- _STORED DATA_:
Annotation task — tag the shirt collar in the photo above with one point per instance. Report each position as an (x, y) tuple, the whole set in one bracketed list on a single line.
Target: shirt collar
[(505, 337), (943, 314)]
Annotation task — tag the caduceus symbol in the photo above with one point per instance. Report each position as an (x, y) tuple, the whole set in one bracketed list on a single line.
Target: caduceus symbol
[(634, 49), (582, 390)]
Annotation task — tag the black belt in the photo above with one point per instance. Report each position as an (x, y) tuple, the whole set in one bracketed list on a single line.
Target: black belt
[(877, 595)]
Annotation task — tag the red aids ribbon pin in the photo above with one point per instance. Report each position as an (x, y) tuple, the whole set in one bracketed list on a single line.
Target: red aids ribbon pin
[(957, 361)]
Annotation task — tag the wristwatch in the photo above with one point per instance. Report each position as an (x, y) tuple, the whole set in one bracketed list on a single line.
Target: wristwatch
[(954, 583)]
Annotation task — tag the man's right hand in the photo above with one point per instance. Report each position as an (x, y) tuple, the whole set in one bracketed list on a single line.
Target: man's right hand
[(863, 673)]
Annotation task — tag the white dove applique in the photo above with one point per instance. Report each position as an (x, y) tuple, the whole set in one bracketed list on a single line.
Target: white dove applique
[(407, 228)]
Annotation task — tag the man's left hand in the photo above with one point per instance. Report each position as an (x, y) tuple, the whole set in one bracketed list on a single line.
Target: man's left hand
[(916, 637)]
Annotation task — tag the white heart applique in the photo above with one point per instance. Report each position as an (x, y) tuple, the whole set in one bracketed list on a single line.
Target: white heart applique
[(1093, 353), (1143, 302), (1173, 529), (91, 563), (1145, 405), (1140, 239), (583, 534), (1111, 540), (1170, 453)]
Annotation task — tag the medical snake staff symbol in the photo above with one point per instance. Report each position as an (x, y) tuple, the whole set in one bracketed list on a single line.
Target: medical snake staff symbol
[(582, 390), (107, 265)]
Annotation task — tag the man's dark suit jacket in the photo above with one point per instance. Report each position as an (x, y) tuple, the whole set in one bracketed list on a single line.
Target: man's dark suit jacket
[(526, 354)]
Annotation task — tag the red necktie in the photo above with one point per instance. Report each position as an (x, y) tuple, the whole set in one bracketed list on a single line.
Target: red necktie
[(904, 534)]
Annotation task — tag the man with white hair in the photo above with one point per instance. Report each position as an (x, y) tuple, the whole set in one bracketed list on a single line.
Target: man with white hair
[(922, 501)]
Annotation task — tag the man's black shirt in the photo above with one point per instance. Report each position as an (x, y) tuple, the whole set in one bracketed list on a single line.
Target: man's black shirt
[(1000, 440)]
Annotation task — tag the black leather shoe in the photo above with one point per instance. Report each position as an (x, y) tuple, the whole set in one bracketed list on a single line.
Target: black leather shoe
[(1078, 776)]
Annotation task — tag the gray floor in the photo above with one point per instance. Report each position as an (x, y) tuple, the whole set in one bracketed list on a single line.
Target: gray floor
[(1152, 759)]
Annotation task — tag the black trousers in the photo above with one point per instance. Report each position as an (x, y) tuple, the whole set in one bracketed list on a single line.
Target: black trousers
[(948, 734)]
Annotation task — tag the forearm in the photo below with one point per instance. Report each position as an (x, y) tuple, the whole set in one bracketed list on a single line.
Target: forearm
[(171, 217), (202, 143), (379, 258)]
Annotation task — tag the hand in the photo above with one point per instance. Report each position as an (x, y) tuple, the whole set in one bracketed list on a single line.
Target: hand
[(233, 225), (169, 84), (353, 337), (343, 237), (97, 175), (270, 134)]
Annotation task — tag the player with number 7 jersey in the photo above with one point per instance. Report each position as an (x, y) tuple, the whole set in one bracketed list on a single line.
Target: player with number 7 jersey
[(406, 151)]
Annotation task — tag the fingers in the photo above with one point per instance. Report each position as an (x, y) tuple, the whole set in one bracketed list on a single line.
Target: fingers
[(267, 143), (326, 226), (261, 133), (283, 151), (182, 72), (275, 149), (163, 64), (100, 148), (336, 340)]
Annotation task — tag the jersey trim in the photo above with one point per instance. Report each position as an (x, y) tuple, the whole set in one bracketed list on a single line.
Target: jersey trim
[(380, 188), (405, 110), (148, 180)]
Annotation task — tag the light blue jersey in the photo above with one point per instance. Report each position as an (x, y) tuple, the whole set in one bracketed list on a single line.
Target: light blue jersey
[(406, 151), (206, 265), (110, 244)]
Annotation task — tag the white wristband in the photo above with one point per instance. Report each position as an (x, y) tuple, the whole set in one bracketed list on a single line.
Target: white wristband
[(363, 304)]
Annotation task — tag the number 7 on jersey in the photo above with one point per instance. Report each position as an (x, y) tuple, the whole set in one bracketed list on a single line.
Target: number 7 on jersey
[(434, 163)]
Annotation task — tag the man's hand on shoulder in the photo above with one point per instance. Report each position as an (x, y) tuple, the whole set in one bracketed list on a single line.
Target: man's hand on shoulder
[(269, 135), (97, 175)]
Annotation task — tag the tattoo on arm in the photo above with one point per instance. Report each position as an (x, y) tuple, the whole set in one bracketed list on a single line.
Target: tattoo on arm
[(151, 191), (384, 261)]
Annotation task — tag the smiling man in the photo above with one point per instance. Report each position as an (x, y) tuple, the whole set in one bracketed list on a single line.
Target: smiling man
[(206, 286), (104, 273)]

- _WHAT IS REQUIRED_: Now repeat the data exactly, keeping every line.

- _OUTPUT_:
Annotation task — tag the shirt collar in the photo above with one point per instance. Report each position as an (x, y) tuple, the whole set in one bracketed list on a single line.
Target: shirt collar
[(505, 337), (943, 314)]
Annotation task — tag the caduceus symbol in the photo above with one point per instance. Report each position as an (x, y) tuple, the whole set in one bracketed list on a single line.
Target: caduceus symbol
[(634, 49), (582, 390)]
Annotation task — tag the black belt in the photo above with one point per instance. Report each position as an (x, y) tuple, the whole set in one bracketed list on a single line.
Target: black belt
[(877, 595)]
Annotation task — tag the red aids ribbon pin in the photo above with one point per instance. Report each position as an (x, y) tuple, the whole set in one bracketed list on a single line.
Target: red aids ribbon pin
[(957, 361)]
Annotation task — tag the wristwatch in the photo above with one point per instance. Report each position as an (x, y) tuple, the whole set in one bracketed list on a single line.
Target: wristwatch
[(954, 583)]
Annotation task — tag the man's right hand in the photo above with one point per instance. Report each position as an (x, y) tuple, the whole set in one bracketed list on a single line.
Target: man's right hand
[(863, 673)]
Annotation task — tag the white dove applique in the photo above with one point per instance. Report each position as an (x, y) tuple, the whole set in one bracketed list on a single line.
Target: white dove applique
[(407, 228)]
Annotation task — tag the man's left hand in the photo above with one point per instance. Report each position as an (x, y) tuple, the whole set in one bracketed list on a single line.
Target: man's left hand
[(916, 637)]
Annotation task — tag the white heart applique in the photo above with one point per instance. Report each position as an (x, y) tuple, the whole set in one bracketed list on a single line.
Target: white heart applique
[(1093, 353), (1143, 302), (1173, 529), (91, 563), (1145, 405), (1140, 239), (583, 534), (1111, 540), (1170, 453)]
Annotation task — tag the medical snake staff symbol in the photo above with one point per instance. Report each position as an (x, y) tuple, the whole set in one bracketed list on a single line.
Target: medical snake staff symbol
[(582, 390), (107, 265)]
Annotation task — tag the man's dark suit jacket in the photo above with one point per instance. Report each position as an (x, y) tuple, the whole set in one bracketed list on a single line.
Target: man's dark suit jacket
[(526, 354)]
Annotation task — tag the red necktie in the photo above with one point per instance. Report each position as an (x, y) tuple, the whole set in one bracketed list on a single line.
Target: red necktie
[(904, 534)]
Annotation task — tag the man with white hair in the photo above with one point per instance. Report each position as an (x, y) tuple, the whole set in one bracketed list on a single line.
Target: man with white hair
[(922, 501)]
Annotation task — tag the man's black shirt in the photo above with one point per instance. Report each position as an (x, y) tuple, the whole set in one bracketed list on a single line.
Target: man's black shirt
[(1000, 440)]
Annotation task — tag the black leather shoe in the photo above with one point per instance. Report each position as an (x, y) tuple, the whole set in one bracketed list on a single line.
Target: black leather shoe
[(1078, 776)]
Annotation task — tag the gray floor in the photo above with one point per instance. Report each position as an (x, y) tuple, the whole set in one bracketed list on a single line.
Target: gray floor
[(1152, 759)]
Annotation task — tag the black trousers in the photo above with one point per instance. Report each position as an (x, y) tuple, the whole set in one bracketed list on a single line.
Target: black trousers
[(948, 734)]
Annotation task — tag the forearm in the photo below with one point per instance. Report each position as an (x, y) tuple, the whole set in one bracketed list on a single line.
Target: forearm
[(171, 217), (202, 143), (379, 258)]
Annotation task — tag the hand in the photo above with one point per instance. Report each position as an (x, y) tuple, the whole set in one bracketed list on a single line.
Target: hand
[(233, 225), (169, 84), (353, 337), (343, 237), (97, 175), (270, 134)]
Annotation task — tag the player with number 7 jersey in the photo above with one point per instance. Report each position as an (x, y) tuple, the whole set in one bracketed list on a single line.
Target: player with number 7 jersey
[(406, 151)]
Annotation task — tag the fingers in the photo above with one point per instance. Report each position as an (x, y) tuple, the whole set in one bracketed list on a single line.
Target: fingers
[(267, 143), (326, 226), (261, 133), (283, 151), (182, 72), (275, 149), (163, 64), (100, 148), (336, 340)]
Annotation task — tag the jersey trim in the photo above with one point per instance. Report each position as an (x, y) tuple, the whole set in one bracketed list on a single line.
Target: jersey trim
[(380, 188), (405, 110), (148, 180)]
Annotation task — tag the light blue jersey in the photo above with one point per instance. Report each position as an (x, y) tuple, the whole set in one bracketed list on a single line.
Target: light blue jersey
[(406, 151), (206, 265), (110, 244)]
Annotation task — tag the white wristband in the photo above with one point per instance. Report each position as an (x, y) tuple, the whole set in one bracketed list on a single line.
Target: white wristband
[(363, 304)]
Annotation task — tag the number 7 on jersey in the photo above with one point per instance. Report each position as an (x, y) tuple, the whole set in one bracketed list on a single line.
Target: number 7 on jersey
[(434, 163)]
Annotation task — tag the man's hand on shoulder in the photo above with one point per instance. Report each position as an (x, y) tuple, the whole set in one bracketed list on a single line.
Target: man's hand on shoulder
[(269, 135), (97, 175)]
Annotation task — tag the tattoo on arm in the photo above with one point per instance. Report each position as an (x, y) tuple, the whole set in one bracketed list on a single line.
Target: tattoo on arm
[(151, 191), (384, 261)]
Annotation task — tag the smiling man in the photo above with one point per instance. Report each position as an (x, y) tuple, the whole set in one bracketed list on a single line.
Target: smiling man
[(206, 286), (104, 273)]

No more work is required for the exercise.